● ASSIGNED TASK:
Write only the number of lines in the entries below that contain the word "instance".
======== DATA LISTING ========
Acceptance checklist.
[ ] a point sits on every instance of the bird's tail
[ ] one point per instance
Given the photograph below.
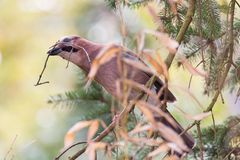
(177, 128)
========
● RESULT OF THIS EXERCISE:
2